Aim of the task — Repeat word for word everything from the line containing "Could you please locate the white sink" to the end of the listing, first and last lines included, and only that.

[Dataset rows]
┌──
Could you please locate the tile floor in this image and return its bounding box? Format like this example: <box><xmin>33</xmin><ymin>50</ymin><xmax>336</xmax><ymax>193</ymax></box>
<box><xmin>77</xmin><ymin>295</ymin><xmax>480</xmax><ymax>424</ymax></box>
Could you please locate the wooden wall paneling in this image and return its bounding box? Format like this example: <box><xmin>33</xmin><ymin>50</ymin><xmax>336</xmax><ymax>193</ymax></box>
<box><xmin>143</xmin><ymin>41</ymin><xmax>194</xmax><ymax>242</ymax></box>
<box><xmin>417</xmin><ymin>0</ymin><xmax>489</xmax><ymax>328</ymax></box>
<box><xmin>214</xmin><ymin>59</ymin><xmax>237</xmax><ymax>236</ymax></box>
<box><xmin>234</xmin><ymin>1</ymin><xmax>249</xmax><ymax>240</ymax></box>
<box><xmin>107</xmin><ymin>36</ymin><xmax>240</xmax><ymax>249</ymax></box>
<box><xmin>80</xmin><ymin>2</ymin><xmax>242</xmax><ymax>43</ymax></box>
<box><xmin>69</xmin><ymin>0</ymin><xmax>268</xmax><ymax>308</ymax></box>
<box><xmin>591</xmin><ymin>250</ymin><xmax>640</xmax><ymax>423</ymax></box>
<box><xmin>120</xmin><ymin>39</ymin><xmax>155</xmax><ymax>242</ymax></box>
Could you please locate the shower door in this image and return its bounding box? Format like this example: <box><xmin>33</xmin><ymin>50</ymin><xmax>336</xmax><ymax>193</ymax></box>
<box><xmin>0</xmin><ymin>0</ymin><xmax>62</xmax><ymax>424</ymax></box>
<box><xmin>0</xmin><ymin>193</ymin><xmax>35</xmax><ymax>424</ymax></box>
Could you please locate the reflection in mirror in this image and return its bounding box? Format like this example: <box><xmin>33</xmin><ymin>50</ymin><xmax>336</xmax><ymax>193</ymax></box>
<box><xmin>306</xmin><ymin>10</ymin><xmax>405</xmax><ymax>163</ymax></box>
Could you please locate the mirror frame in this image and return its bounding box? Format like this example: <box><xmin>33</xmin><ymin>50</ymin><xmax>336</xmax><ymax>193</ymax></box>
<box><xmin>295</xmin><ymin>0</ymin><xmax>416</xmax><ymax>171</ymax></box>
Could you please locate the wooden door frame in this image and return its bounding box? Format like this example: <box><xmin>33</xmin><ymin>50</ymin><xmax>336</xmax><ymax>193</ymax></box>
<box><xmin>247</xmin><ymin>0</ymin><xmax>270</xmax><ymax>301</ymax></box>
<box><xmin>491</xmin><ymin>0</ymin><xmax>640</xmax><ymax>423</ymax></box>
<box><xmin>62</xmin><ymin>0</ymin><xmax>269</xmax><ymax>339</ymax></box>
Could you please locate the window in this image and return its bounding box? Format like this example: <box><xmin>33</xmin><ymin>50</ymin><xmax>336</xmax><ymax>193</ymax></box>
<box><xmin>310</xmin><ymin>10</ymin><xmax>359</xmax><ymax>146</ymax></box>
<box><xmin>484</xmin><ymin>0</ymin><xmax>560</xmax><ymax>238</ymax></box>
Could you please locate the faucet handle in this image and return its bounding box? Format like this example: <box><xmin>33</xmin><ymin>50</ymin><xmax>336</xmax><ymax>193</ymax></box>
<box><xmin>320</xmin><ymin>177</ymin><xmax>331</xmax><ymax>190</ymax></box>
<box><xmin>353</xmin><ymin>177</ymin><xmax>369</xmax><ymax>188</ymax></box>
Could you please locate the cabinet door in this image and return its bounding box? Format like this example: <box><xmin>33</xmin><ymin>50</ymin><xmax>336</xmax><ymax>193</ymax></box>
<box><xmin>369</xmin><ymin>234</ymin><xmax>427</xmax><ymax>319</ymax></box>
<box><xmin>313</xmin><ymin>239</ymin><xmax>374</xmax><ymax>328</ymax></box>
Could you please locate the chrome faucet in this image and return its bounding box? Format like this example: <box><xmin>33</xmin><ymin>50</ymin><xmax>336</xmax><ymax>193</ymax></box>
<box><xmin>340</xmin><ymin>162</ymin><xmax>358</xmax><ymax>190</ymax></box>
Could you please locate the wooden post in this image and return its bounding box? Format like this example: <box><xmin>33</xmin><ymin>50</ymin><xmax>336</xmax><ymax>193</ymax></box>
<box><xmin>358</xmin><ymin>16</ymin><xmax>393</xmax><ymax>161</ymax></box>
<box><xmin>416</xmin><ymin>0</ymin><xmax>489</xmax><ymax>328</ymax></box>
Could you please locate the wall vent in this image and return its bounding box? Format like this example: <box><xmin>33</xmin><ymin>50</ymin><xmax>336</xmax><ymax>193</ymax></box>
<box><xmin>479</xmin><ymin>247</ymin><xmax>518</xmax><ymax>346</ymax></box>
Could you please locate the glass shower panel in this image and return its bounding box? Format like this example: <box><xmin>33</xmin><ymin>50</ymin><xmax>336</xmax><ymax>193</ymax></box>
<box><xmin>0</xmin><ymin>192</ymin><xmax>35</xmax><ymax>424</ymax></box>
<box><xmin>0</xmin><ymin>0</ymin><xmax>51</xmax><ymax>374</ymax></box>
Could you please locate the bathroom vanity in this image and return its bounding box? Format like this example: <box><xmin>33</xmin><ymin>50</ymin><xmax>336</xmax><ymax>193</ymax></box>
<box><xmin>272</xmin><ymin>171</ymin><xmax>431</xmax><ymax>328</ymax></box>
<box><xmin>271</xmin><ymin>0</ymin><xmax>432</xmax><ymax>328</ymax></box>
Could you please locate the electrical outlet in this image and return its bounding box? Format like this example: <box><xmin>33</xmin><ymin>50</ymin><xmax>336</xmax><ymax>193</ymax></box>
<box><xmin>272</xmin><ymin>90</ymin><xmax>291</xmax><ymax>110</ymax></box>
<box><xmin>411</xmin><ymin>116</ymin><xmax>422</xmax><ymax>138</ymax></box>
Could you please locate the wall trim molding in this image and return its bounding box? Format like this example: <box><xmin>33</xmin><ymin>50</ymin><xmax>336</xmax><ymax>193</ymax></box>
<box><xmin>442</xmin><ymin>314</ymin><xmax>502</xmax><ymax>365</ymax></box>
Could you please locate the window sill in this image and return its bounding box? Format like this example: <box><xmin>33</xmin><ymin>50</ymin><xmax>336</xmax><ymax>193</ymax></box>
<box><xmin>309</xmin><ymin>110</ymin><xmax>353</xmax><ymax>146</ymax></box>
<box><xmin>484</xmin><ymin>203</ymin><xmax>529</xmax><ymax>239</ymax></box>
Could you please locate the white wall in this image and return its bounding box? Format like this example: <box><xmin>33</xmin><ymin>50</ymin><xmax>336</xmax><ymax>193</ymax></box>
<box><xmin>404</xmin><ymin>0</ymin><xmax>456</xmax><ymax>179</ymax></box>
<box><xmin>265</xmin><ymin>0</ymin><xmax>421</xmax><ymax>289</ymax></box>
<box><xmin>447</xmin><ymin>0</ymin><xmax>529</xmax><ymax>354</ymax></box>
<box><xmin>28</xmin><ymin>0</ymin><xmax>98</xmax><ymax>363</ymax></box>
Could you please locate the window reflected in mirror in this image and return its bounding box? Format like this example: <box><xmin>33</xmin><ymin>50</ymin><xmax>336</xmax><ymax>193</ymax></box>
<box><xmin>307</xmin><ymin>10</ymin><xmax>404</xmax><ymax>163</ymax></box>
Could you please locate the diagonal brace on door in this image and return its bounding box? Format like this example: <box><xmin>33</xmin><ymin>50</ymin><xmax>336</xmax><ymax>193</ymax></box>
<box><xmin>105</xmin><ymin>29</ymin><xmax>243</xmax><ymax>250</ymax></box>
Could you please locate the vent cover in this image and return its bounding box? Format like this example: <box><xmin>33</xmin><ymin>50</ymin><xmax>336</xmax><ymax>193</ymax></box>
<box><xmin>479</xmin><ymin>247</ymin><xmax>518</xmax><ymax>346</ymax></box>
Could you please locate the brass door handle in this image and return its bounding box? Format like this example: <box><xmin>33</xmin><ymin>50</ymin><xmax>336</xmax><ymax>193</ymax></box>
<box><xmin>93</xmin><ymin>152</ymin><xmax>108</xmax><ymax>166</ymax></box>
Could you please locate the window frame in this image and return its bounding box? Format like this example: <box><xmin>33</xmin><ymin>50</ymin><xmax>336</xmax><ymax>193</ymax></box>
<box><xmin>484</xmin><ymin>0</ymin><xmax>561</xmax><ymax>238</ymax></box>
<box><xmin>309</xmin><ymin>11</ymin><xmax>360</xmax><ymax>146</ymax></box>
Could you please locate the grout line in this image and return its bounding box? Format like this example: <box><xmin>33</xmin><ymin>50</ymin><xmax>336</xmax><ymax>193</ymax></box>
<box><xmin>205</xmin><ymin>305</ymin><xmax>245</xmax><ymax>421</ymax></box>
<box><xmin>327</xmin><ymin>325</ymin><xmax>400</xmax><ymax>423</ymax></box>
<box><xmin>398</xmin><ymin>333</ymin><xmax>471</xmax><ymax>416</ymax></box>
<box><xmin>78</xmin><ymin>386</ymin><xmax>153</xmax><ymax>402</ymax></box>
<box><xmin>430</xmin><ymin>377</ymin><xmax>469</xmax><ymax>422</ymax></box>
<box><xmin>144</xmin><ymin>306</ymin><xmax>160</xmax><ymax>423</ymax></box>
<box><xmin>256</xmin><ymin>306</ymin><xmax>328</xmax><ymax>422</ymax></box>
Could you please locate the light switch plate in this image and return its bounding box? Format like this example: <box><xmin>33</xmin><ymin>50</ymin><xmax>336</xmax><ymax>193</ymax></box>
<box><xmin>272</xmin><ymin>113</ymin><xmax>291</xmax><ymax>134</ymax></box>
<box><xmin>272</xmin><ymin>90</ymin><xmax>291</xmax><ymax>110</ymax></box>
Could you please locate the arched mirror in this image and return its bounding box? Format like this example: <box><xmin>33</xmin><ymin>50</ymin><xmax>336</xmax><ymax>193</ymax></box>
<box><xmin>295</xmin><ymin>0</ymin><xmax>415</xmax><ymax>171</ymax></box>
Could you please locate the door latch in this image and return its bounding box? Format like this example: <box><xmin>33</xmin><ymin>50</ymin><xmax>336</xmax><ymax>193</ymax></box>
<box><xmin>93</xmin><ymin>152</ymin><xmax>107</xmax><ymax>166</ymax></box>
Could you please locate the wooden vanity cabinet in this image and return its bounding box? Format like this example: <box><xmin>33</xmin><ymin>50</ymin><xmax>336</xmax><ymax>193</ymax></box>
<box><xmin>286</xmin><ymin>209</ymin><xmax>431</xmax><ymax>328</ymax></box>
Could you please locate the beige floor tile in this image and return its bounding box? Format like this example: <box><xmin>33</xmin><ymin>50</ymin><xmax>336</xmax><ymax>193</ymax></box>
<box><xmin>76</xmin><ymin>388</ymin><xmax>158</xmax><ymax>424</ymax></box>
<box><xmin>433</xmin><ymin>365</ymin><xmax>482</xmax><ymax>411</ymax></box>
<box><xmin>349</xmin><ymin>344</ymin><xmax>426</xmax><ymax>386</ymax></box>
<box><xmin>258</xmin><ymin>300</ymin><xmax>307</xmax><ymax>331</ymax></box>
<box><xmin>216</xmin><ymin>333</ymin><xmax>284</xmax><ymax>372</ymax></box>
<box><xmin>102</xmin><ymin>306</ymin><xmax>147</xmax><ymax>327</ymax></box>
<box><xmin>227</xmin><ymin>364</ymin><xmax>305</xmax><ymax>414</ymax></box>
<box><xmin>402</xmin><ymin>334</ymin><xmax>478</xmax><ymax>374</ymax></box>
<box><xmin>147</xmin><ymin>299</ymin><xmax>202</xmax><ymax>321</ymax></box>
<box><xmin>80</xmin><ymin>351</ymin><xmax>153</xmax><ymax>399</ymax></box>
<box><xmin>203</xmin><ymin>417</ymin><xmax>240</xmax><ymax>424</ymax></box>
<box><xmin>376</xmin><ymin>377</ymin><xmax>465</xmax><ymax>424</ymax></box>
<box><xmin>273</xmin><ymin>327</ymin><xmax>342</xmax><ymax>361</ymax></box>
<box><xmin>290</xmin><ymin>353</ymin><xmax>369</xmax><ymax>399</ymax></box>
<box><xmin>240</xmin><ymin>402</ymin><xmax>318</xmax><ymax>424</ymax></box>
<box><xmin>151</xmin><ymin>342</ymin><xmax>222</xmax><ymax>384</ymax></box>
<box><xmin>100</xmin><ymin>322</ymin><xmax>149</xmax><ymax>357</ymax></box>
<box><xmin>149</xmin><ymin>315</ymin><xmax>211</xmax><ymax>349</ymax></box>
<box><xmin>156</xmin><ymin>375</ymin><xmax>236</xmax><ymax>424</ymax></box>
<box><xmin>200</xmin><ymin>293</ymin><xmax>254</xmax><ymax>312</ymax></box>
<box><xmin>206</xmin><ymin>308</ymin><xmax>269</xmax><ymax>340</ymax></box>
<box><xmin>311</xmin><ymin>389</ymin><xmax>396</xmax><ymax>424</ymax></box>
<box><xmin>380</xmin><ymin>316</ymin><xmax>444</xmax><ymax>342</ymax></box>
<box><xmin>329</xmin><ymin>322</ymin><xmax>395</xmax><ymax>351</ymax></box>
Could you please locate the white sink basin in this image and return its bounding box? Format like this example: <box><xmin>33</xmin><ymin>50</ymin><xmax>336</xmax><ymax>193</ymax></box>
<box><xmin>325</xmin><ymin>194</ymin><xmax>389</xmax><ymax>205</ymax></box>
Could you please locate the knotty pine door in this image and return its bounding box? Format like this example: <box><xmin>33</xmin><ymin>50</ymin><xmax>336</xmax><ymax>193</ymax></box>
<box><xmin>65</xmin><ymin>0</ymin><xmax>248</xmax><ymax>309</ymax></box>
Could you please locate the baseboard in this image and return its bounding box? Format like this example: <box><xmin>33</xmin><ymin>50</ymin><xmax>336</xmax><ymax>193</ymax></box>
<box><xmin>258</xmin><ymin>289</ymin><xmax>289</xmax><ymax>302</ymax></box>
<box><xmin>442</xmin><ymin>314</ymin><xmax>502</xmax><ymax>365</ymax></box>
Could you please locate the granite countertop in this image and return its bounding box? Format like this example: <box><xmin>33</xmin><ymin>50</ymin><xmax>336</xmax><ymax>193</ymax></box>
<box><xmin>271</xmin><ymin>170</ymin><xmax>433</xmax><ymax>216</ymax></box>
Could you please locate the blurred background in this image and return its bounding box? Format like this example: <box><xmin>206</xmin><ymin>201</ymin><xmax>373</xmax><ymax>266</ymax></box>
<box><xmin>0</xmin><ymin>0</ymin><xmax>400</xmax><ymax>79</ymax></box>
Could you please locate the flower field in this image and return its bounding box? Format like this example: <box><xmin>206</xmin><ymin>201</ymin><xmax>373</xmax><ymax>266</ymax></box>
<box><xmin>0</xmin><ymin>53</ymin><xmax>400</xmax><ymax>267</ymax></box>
└──
Reply —
Could you please locate the white sink basin in this image and return its bounding box? Format like this example: <box><xmin>33</xmin><ymin>50</ymin><xmax>336</xmax><ymax>193</ymax></box>
<box><xmin>325</xmin><ymin>194</ymin><xmax>389</xmax><ymax>205</ymax></box>
Could you please locate the knotty pine door in this image and return its bounding box? Format like this example: <box><xmin>33</xmin><ymin>50</ymin><xmax>336</xmax><ymax>193</ymax></box>
<box><xmin>65</xmin><ymin>0</ymin><xmax>248</xmax><ymax>309</ymax></box>
Could you please locate the baseboard in this image and return its bounding box? Format like this example: <box><xmin>33</xmin><ymin>50</ymin><xmax>336</xmax><ymax>193</ymax></box>
<box><xmin>258</xmin><ymin>289</ymin><xmax>289</xmax><ymax>302</ymax></box>
<box><xmin>442</xmin><ymin>314</ymin><xmax>502</xmax><ymax>365</ymax></box>
Could you please locate the granite countertop in this image and return its bounding box? Format like this example: <box><xmin>33</xmin><ymin>50</ymin><xmax>336</xmax><ymax>193</ymax></box>
<box><xmin>271</xmin><ymin>170</ymin><xmax>433</xmax><ymax>216</ymax></box>
Could you please locate the blurred background in this image and return its bounding box? Format like this example: <box><xmin>206</xmin><ymin>201</ymin><xmax>373</xmax><ymax>266</ymax></box>
<box><xmin>0</xmin><ymin>0</ymin><xmax>400</xmax><ymax>79</ymax></box>
Could you please locate the flower field in this image and return its bounding box? Format like this example: <box><xmin>206</xmin><ymin>201</ymin><xmax>373</xmax><ymax>266</ymax></box>
<box><xmin>0</xmin><ymin>53</ymin><xmax>400</xmax><ymax>267</ymax></box>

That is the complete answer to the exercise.